Dataset excerpts —
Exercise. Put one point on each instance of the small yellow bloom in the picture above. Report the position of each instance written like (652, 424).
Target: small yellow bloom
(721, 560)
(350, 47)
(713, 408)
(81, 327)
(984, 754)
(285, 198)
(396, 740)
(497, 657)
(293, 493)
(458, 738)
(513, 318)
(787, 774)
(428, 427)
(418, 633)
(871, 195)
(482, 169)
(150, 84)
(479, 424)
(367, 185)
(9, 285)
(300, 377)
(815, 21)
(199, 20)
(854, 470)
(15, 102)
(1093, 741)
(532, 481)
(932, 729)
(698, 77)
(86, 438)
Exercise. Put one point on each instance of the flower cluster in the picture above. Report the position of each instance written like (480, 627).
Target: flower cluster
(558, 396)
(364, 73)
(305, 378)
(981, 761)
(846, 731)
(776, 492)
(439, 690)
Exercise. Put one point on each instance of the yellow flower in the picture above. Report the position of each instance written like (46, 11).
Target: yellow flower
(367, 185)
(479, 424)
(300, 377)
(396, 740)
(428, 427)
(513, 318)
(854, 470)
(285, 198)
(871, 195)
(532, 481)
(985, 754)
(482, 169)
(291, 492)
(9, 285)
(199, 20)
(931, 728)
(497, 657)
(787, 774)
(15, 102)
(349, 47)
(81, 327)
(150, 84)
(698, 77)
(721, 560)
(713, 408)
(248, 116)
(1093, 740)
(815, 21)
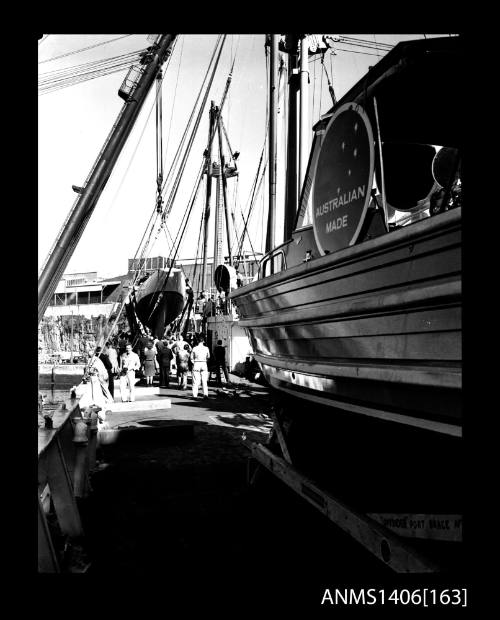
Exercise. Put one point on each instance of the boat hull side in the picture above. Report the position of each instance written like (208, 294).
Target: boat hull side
(375, 330)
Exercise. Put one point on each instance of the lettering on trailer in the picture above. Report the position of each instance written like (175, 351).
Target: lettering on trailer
(429, 527)
(344, 178)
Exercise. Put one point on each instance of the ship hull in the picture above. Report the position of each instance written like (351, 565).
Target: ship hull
(160, 300)
(374, 329)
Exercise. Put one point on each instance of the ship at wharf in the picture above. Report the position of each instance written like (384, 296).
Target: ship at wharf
(340, 427)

Objective —
Extract, verbatim, the lines from the one containing "Exercise. Put one point on each instance of the boat" through the last line of the listing above.

Finished exercise —
Exercise. Put one point on each instance of the boat hull side in the picture above. Report the position of each instance written like (208, 294).
Target: boat hull side
(375, 330)
Exercise. Put one point on each instance of the lettering on trailer in the picture above. Report the position of each instance written like (175, 351).
Target: lettering on trailer
(429, 527)
(344, 178)
Exercise. Put one point on each instance of the ship hull in the picture above. Report the position of each instance written like (351, 565).
Target: ship hull
(160, 300)
(374, 329)
Exercise. Put one point on each instance of the ship at wharf in the picture above. Report the position of each instance written like (384, 296).
Target: ship at wharf
(340, 427)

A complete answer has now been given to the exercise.